**FRAGMENTO DE TEXTO**
El silencio, en nuestras vidas cotidianas, es un lugar inalcanzable, una meta utópica lejana e inasible. La posibilidad de enfocar la atención de manera limpia a un solo objeto ha desaparecido de nuestro horizonte. No sabemos mirar a través de esta desordenada cortina. Confusos ante el raudal de datos, nuestros ojos han perdido la cualidad de apaciguarse y sumirse en la contemplación de algo en concreto.

Observadores del caos, oidores del ruido. Eso somos, en eso nos hemos convertido.
(Foto: Luis Echánove)

martes, 17 de febrero de 2009

Duele España

Roberto Mangabeira, profesor en Harvard, ministro de asuntos estratégicos de Brasil y probablemente el teórico de la izquierda más lúcido y coherente en el momento presente, escribió antes de ser nombrado responsable de tan extravagante cartera, un articulillo sobre España de impresindible lectura en estos momentos de crisis.

El ensayo se llama "España y su futuro" y en él, el maestro brasileño nos habla, en clave unamuniana (a Mangabeira parece también dolerle España) de ese lamentable proceso sufrido por nuestro país en la ultima década y media que ha conllevado un aumento abismal de la inequidad social. En los ochenta éramos la nación de Europa con una clase media más amplia y menores diferencia sociales entre ricos y pobres. Ahora, tras los años de especulación inmobiliaria, negócietes fáciles en América Latina y consecuente botín bancario, crack del sistema educativo y tropelías del autonomismo caciquil, los ricos son muchísimos más ricos y la clase media vive ahogada entre hipotecas y atenazada por el pánico al paro. Mangabeira no toca todas las (muchas) dimensiones del problema, se centra sobre todo en el desembarco inversor español allende los mares y la catastrófica miopía de las grandes empresas españolas en la aventura transatlántica. No obstante, el artículo acierta proponiendo el tipo de medidas radicales (en el mejor sentido del término) necesarias para profundizar en la democracia.

**REGISTROS**
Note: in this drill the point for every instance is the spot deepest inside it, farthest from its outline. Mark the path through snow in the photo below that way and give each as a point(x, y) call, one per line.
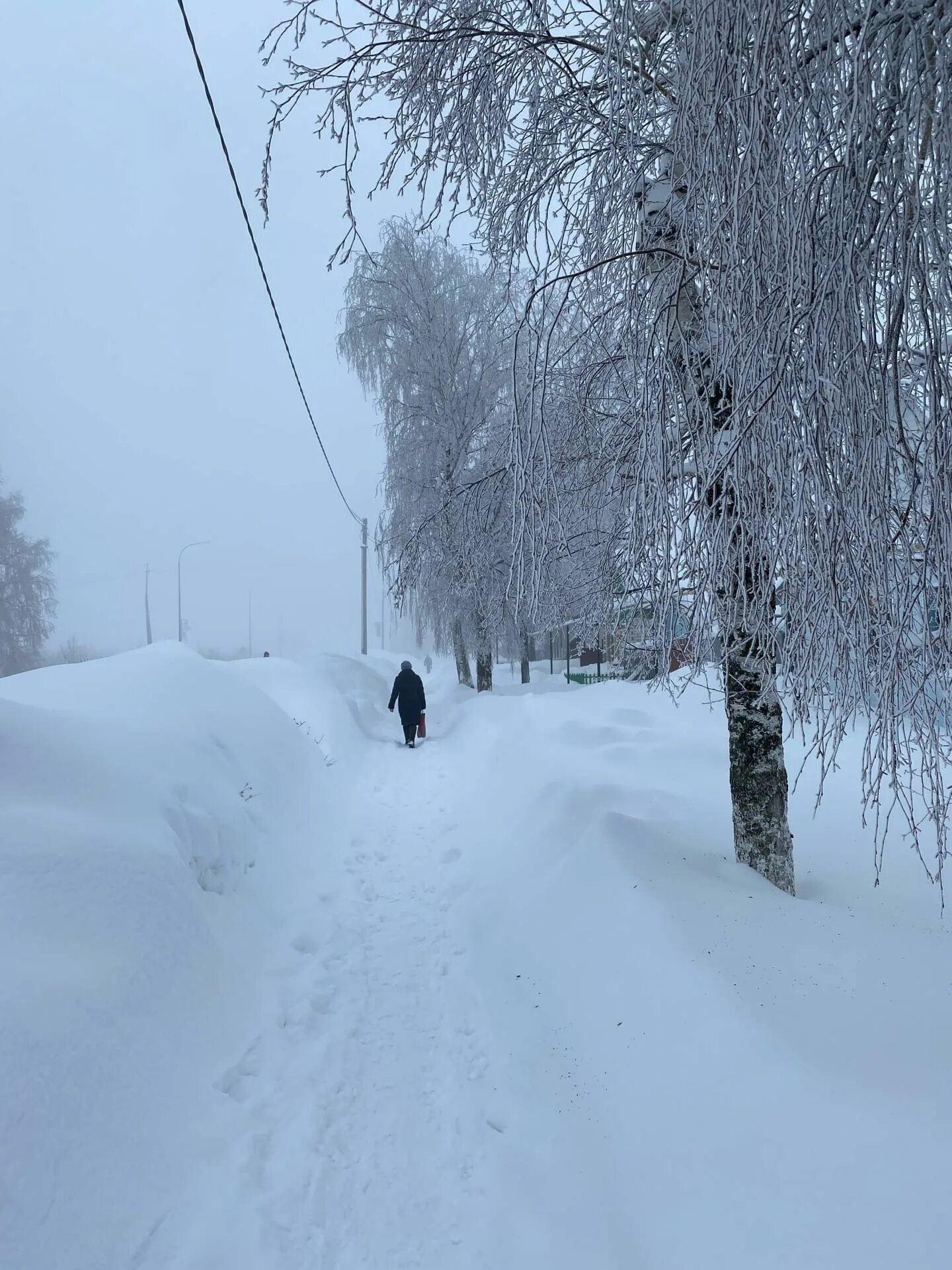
point(362, 1118)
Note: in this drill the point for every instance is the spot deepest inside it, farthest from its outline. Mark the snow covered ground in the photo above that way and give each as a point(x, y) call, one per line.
point(278, 994)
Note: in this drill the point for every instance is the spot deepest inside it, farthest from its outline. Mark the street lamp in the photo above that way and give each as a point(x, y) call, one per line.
point(205, 542)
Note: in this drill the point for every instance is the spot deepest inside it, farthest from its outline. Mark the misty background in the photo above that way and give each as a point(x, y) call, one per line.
point(147, 399)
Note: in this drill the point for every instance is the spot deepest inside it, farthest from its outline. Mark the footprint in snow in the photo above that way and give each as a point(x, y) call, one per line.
point(305, 944)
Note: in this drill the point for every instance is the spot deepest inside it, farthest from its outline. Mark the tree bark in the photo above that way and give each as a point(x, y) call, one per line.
point(484, 656)
point(462, 658)
point(524, 652)
point(758, 774)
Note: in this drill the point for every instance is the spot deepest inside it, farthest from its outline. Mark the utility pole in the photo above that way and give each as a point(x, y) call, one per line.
point(202, 544)
point(364, 586)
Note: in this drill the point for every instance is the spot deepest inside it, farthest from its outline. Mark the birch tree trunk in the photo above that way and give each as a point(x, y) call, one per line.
point(524, 656)
point(758, 773)
point(484, 656)
point(462, 658)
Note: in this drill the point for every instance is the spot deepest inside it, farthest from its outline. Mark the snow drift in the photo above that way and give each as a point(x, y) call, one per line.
point(157, 816)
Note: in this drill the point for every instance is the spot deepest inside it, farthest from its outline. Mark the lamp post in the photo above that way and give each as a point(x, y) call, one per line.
point(202, 544)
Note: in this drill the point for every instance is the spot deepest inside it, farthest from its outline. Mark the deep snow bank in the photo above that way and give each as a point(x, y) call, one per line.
point(157, 817)
point(756, 1081)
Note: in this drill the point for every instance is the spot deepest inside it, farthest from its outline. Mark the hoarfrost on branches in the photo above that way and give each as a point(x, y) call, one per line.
point(735, 226)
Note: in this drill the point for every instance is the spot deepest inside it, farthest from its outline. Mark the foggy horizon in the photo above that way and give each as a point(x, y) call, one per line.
point(150, 403)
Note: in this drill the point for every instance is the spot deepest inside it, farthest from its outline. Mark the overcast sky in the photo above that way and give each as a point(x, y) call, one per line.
point(146, 398)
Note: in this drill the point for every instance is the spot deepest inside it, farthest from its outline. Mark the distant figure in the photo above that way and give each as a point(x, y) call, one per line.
point(409, 695)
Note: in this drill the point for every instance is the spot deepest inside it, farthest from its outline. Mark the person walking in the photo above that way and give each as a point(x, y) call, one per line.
point(411, 698)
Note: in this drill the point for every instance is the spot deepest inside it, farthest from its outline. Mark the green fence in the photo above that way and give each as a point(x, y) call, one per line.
point(586, 679)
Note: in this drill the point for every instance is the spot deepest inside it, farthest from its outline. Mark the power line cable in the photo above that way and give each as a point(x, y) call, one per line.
point(258, 255)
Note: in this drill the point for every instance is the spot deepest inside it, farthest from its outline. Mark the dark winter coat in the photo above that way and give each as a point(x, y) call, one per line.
point(409, 697)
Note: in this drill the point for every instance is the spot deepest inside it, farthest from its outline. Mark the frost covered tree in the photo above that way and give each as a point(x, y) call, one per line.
point(27, 593)
point(742, 207)
point(424, 333)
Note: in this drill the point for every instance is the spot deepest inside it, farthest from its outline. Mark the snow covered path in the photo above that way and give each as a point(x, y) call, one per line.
point(500, 1003)
point(368, 1124)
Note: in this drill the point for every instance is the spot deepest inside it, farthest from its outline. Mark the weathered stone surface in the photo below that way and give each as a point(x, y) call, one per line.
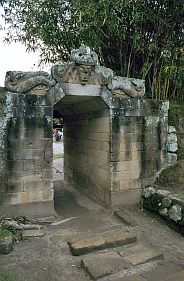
point(147, 192)
point(38, 82)
point(172, 145)
point(140, 253)
point(126, 218)
point(6, 246)
point(103, 264)
point(100, 241)
point(130, 278)
point(31, 233)
point(82, 69)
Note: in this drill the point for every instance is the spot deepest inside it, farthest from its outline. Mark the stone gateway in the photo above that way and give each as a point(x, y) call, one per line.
point(115, 141)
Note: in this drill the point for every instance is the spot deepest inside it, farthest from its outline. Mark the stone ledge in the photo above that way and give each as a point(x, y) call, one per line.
point(31, 210)
point(107, 239)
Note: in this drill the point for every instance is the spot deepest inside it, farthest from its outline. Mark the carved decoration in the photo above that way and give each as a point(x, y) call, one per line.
point(38, 82)
point(127, 87)
point(82, 68)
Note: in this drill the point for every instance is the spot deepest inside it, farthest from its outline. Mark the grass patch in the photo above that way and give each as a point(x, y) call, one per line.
point(6, 275)
point(58, 155)
point(179, 196)
point(3, 234)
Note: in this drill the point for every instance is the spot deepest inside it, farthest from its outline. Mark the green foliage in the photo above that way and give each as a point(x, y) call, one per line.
point(5, 275)
point(4, 233)
point(58, 155)
point(141, 39)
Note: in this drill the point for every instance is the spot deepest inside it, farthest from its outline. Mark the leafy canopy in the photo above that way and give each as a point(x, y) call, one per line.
point(137, 38)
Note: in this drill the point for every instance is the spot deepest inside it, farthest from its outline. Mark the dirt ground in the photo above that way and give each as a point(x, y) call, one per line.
point(48, 258)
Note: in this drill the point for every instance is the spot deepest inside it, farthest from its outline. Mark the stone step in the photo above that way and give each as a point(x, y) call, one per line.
point(139, 253)
point(107, 239)
point(125, 217)
point(103, 264)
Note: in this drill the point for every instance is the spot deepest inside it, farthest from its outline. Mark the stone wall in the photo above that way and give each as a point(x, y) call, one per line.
point(26, 155)
point(138, 147)
point(115, 141)
point(86, 150)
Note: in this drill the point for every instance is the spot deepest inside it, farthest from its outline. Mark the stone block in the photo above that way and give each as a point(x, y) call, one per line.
point(128, 165)
point(139, 253)
point(107, 239)
point(14, 186)
point(12, 165)
point(126, 175)
point(103, 264)
point(48, 153)
point(81, 90)
point(29, 154)
point(47, 174)
point(130, 278)
point(125, 217)
point(99, 136)
point(33, 143)
point(12, 198)
point(31, 210)
point(31, 233)
point(129, 197)
point(130, 184)
point(37, 164)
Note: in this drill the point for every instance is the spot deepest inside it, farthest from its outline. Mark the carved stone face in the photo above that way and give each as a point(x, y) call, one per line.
point(84, 72)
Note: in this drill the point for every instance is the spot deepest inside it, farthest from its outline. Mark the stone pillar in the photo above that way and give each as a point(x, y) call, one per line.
point(26, 165)
point(138, 148)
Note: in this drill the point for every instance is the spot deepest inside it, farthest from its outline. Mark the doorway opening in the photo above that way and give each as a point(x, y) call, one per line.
point(84, 149)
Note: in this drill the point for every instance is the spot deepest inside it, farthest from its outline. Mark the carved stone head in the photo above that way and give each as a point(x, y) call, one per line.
point(84, 55)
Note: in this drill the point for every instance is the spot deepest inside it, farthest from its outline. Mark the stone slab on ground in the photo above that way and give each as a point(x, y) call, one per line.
point(125, 217)
point(139, 253)
point(31, 233)
point(176, 277)
point(107, 239)
point(6, 246)
point(103, 264)
point(160, 273)
point(130, 278)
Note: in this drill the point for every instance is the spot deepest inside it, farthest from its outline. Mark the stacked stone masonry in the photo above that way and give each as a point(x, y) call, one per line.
point(115, 142)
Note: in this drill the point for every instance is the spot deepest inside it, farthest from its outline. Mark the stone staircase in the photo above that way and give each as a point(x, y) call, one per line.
point(117, 255)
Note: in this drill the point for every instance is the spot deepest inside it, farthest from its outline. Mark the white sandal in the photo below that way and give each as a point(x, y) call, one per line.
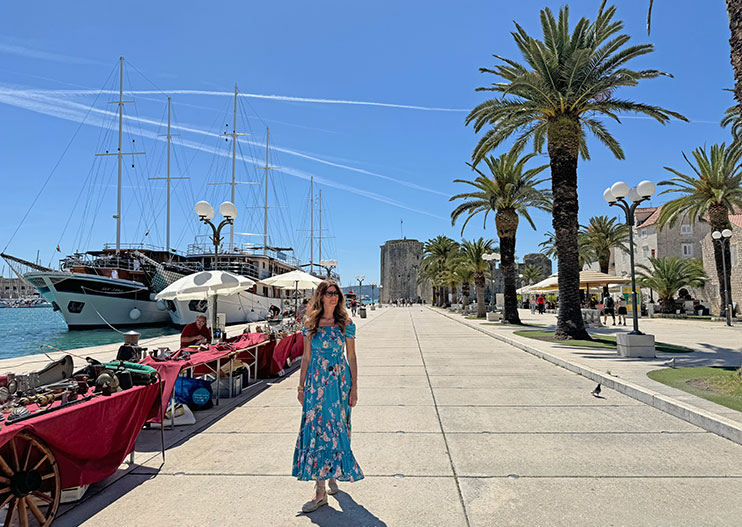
point(313, 505)
point(332, 487)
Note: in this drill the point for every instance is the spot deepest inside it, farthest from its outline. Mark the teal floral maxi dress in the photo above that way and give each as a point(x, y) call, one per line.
point(323, 447)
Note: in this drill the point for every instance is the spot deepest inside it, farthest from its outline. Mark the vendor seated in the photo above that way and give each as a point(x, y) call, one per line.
point(273, 312)
point(195, 333)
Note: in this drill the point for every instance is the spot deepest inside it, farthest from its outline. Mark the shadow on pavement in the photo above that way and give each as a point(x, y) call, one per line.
point(351, 513)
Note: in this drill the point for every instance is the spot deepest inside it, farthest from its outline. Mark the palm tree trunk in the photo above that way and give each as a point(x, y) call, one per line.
point(507, 253)
point(564, 138)
point(734, 11)
point(481, 309)
point(719, 220)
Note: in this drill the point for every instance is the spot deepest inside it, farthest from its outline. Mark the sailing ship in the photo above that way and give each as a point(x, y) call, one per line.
point(116, 286)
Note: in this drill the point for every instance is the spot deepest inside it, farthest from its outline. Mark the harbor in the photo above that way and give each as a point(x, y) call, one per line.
point(388, 265)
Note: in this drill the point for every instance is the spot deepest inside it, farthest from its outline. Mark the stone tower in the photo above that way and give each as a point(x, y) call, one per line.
point(400, 265)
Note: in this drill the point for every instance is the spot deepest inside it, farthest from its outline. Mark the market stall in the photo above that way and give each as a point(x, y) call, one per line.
point(67, 443)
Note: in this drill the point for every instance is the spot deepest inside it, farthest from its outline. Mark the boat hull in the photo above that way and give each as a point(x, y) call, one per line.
point(89, 301)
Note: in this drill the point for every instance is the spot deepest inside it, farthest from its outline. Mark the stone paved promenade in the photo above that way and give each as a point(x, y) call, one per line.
point(453, 428)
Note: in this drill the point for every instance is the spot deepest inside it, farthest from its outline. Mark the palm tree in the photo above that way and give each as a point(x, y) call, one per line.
point(668, 275)
point(714, 190)
point(509, 193)
point(436, 253)
point(472, 252)
point(585, 253)
point(602, 234)
point(568, 78)
point(533, 274)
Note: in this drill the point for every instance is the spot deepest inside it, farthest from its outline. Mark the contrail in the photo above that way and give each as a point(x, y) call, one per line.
point(73, 112)
point(216, 93)
point(22, 51)
point(42, 95)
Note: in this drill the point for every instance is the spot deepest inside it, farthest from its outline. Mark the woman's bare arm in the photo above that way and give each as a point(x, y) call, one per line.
point(305, 358)
point(350, 345)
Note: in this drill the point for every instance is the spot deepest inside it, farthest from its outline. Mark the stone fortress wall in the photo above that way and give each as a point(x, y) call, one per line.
point(400, 267)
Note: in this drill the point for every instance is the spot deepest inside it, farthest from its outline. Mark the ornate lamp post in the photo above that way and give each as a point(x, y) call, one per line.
point(615, 196)
point(373, 285)
point(492, 258)
point(360, 285)
point(205, 213)
point(328, 265)
point(724, 239)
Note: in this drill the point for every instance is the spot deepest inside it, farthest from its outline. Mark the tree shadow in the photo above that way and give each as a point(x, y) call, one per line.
point(350, 513)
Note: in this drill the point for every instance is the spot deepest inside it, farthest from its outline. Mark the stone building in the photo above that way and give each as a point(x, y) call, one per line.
point(400, 268)
point(712, 292)
point(682, 240)
point(15, 288)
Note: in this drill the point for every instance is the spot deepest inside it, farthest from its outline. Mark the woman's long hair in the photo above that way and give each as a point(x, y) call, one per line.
point(315, 310)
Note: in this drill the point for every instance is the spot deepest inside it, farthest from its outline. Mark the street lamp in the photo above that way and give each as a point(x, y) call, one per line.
point(373, 285)
point(328, 265)
point(724, 240)
point(615, 196)
point(492, 258)
point(360, 285)
point(205, 213)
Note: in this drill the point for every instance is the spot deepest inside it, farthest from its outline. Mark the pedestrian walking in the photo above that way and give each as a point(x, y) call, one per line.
point(541, 302)
point(621, 310)
point(327, 391)
point(608, 309)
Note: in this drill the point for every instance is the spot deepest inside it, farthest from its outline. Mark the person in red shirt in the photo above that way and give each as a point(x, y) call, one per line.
point(195, 333)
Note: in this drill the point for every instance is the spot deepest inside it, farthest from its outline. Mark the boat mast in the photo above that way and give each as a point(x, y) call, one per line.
point(311, 224)
point(234, 135)
point(119, 153)
point(320, 227)
point(265, 208)
point(168, 178)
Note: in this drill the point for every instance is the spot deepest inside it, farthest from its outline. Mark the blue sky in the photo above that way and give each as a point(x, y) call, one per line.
point(377, 165)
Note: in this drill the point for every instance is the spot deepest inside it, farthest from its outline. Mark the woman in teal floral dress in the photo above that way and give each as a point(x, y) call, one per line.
point(327, 391)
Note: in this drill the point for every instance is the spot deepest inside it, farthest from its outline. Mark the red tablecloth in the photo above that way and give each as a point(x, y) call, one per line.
point(289, 347)
point(91, 439)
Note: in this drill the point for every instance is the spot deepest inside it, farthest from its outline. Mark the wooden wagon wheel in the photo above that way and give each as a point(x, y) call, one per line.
point(30, 486)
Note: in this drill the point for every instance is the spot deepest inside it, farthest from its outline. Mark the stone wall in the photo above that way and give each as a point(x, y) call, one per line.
point(400, 267)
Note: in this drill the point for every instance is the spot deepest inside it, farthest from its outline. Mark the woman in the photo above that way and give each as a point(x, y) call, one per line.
point(621, 310)
point(327, 391)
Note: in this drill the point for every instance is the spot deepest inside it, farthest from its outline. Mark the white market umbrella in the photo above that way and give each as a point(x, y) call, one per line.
point(205, 285)
point(293, 280)
point(199, 286)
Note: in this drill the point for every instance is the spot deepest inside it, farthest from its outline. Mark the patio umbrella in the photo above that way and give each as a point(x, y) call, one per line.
point(205, 285)
point(293, 280)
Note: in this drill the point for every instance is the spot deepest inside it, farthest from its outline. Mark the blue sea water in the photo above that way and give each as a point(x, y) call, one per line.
point(24, 330)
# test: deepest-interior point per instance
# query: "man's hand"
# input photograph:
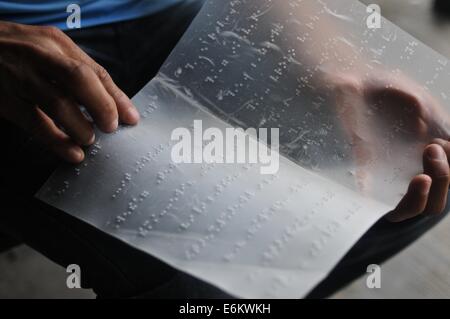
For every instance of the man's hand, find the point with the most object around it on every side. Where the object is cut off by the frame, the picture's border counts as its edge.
(396, 104)
(45, 77)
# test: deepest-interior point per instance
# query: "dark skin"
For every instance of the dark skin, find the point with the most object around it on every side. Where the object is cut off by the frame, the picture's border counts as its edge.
(44, 77)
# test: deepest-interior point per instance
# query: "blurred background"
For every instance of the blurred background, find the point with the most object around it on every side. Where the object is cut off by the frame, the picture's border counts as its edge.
(421, 271)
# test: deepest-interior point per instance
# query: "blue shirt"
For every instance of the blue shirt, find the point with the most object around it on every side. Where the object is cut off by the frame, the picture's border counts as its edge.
(93, 12)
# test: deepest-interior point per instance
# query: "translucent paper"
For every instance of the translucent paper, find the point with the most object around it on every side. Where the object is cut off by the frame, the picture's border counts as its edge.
(355, 107)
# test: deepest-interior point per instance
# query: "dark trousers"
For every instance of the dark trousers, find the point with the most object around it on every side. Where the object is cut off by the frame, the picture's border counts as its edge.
(132, 52)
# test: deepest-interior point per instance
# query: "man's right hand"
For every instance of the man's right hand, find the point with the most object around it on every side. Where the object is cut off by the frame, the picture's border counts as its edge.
(45, 77)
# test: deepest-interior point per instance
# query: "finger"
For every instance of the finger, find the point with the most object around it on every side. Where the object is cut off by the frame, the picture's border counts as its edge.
(128, 114)
(415, 200)
(63, 111)
(39, 125)
(79, 80)
(436, 166)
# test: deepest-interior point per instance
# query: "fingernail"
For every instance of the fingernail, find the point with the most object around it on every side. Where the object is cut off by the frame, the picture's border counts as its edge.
(126, 104)
(112, 126)
(436, 153)
(76, 154)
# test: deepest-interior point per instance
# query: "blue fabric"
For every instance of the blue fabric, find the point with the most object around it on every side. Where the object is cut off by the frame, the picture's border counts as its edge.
(93, 12)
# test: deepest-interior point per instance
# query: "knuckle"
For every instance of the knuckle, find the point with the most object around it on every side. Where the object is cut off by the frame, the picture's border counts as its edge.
(102, 73)
(78, 71)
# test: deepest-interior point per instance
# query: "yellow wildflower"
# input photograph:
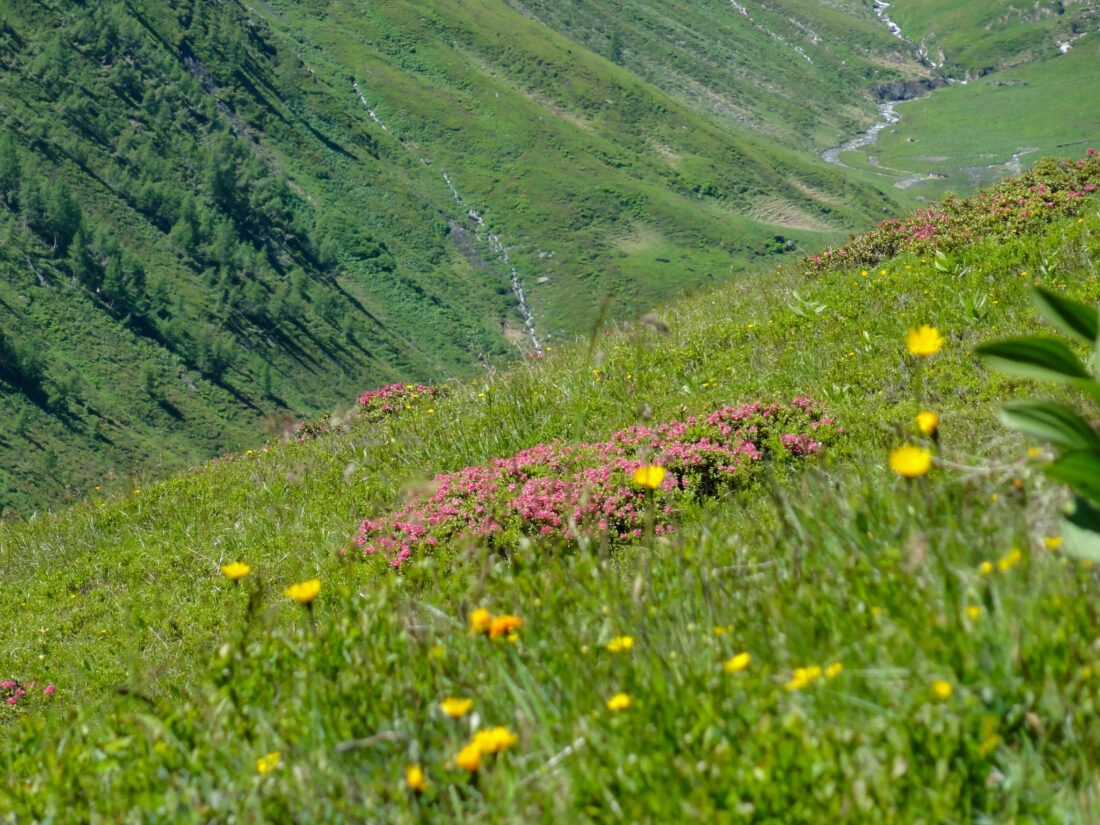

**QUÉ SE PIDE**
Cita literalmente el fragmento de texto completo, sin omitir ni modificar nada.

**RESPUESTA COMPLETA**
El silencio, en nuestras vidas cotidianas, es un lugar inalcanzable, una meta utópica lejana e inasible. La posibilidad de enfocar la atención de manera limpia a un solo objeto ha desaparecido de nuestro horizonte. No sabemos mirar a través de esta desordenada cortina. Confusos ante el raudal de datos, nuestros ojos han perdido la cualidad de apaciguarse y sumirse en la contemplación de algo en concreto.

Observadores del caos, oidores del ruido. Eso somos, en eso nos hemos convertido.
(Foto: Luis Echánove)

martes, 17 de febrero de 2009

Duele España

Roberto Mangabeira, profesor en Harvard, ministro de asuntos estratégicos de Brasil y probablemente el teórico de la izquierda más lúcido y coherente en el momento presente, escribió antes de ser nombrado responsable de tan extravagante cartera, un articulillo sobre España de impresindible lectura en estos momentos de crisis.

El ensayo se llama "España y su futuro" y en él, el maestro brasileño nos habla, en clave unamuniana (a Mangabeira parece también dolerle España) de ese lamentable proceso sufrido por nuestro país en la ultima década y media que ha conllevado un aumento abismal de la inequidad social. En los ochenta éramos la nación de Europa con una clase media más amplia y menores diferencia sociales entre ricos y pobres. Ahora, tras los años de especulación inmobiliaria, negócietes fáciles en América Latina y consecuente botín bancario, crack del sistema educativo y tropelías del autonomismo caciquil, los ricos son muchísimos más ricos y la clase media vive ahogada entre hipotecas y atenazada por el pánico al paro. Mangabeira no toca todas las (muchas) dimensiones del problema, se centra sobre todo en el desembarco inversor español allende los mares y la catastrófica miopía de las grandes empresas españolas en la aventura transatlántica. No obstante, el artículo acierta proponiendo el tipo de medidas radicales (en el mejor sentido del término) necesarias para profundizar en la democracia.